PAGE EXTRACT below:

Last week, 86-year-old Alzheimer's patient Dora Parry died after tumbling down a flight of stairs while strapped into her wheelchair at a nursing home in Victoria, B.C.

Her son Richard Dickie has a lot of questions about what happened at Mount Edwards Court Care Home.

"They heard a noise, somebody investigated, and found my mother dead," he told CTV News.

"There's been nothing expressed to me as to what could have happened."

Those who run the facility call Parry's death tragic and unexplainable -- to access the area where she was found, she would have had to open a secure steel fire door.

"(It) requires two simultaneous actions to open the door -- the push of a button with the turn of a handle -- and it's designed to protect residents who have dementia," said Marc Kinna, chief operating officer for Baptist Housing.

"In our 46-year history, no one can recall an incident of this magnitude happening in any of our communities of care."

End of PAGE EXTRACT.
DATA below:

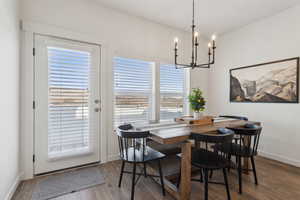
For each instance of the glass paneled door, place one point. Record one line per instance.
(67, 103)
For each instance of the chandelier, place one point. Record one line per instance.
(195, 35)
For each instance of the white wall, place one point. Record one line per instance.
(119, 33)
(270, 39)
(9, 102)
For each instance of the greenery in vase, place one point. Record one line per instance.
(197, 101)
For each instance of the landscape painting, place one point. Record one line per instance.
(273, 82)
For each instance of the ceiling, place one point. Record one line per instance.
(212, 16)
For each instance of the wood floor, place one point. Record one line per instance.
(277, 181)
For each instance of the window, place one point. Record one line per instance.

End of DATA.

> WHAT YOU NEED TO DO
1. From the nursing home report, set down word for word everything from "Her son Richard" down to "steel fire door.".
2. According to the nursing home report, what two simultaneous actions are needed to open the steel fire door?

> EXERCISE SOLUTIONS
1.
Her son Richard Dickie has a lot of questions about what happened at Mount Edwards Court Care Home.

"They heard a noise, somebody investigated, and found my mother dead," he told CTV News.

"There's been nothing expressed to me as to what could have happened."

Those who run the facility call Parry's death tragic and unexplainable -- to access the area where she was found, she would have had to open a secure steel fire door.

2. Pushing a button while turning a handle.